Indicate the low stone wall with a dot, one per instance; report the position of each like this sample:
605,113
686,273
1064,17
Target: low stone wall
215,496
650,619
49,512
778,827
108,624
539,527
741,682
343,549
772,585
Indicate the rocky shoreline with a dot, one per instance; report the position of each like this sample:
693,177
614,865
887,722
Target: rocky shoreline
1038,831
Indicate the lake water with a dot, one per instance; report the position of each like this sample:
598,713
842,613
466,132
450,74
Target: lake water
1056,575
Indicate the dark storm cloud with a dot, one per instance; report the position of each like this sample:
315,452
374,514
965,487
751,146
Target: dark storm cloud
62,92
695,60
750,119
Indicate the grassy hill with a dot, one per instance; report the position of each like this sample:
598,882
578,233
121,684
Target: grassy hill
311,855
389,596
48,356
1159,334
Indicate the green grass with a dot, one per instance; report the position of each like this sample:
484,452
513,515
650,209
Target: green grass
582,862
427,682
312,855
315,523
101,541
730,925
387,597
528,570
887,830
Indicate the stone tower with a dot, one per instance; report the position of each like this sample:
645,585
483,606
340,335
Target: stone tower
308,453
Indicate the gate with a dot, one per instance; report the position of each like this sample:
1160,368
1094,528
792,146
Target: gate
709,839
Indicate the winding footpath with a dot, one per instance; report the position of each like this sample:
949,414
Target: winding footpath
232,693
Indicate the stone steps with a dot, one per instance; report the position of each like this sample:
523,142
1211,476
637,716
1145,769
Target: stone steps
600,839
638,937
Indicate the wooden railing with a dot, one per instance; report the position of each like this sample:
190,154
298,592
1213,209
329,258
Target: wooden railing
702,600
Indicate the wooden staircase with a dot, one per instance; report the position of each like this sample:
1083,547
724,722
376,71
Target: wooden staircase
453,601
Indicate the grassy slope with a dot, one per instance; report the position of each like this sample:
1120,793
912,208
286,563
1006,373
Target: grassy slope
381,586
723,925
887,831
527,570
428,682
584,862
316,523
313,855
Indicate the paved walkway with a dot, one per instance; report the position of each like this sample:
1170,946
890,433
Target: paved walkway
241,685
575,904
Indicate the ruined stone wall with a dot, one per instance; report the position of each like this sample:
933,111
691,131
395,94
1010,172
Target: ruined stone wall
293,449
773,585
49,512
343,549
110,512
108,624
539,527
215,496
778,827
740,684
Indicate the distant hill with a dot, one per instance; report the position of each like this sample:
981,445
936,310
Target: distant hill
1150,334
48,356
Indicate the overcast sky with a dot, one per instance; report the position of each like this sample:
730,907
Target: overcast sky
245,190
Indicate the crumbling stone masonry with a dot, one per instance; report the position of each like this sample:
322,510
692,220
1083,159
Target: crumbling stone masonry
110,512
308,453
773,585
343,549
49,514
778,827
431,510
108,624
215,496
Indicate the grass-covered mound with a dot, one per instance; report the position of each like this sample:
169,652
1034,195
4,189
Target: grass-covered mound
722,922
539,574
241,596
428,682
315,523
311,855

*Given instruction*:
Put the records, from the line containing "Indicate the grass-covered" through the end of the records, into a Markdown table with the columns Row and Line. Leave out any blank lines.

*Response for this exercise*:
| Row | Line |
|---|---|
| 1 | Indicate the grass-covered mound with a dot, one per instance; report the position of each like this sample: |
| 2 | 169,652 |
| 3 | 1034,195 |
| 4 | 4,189 |
| 5 | Target: grass-covered mound |
| 6 | 722,922 |
| 7 | 539,574 |
| 8 | 241,596 |
| 9 | 428,682 |
| 10 | 315,523 |
| 11 | 311,855 |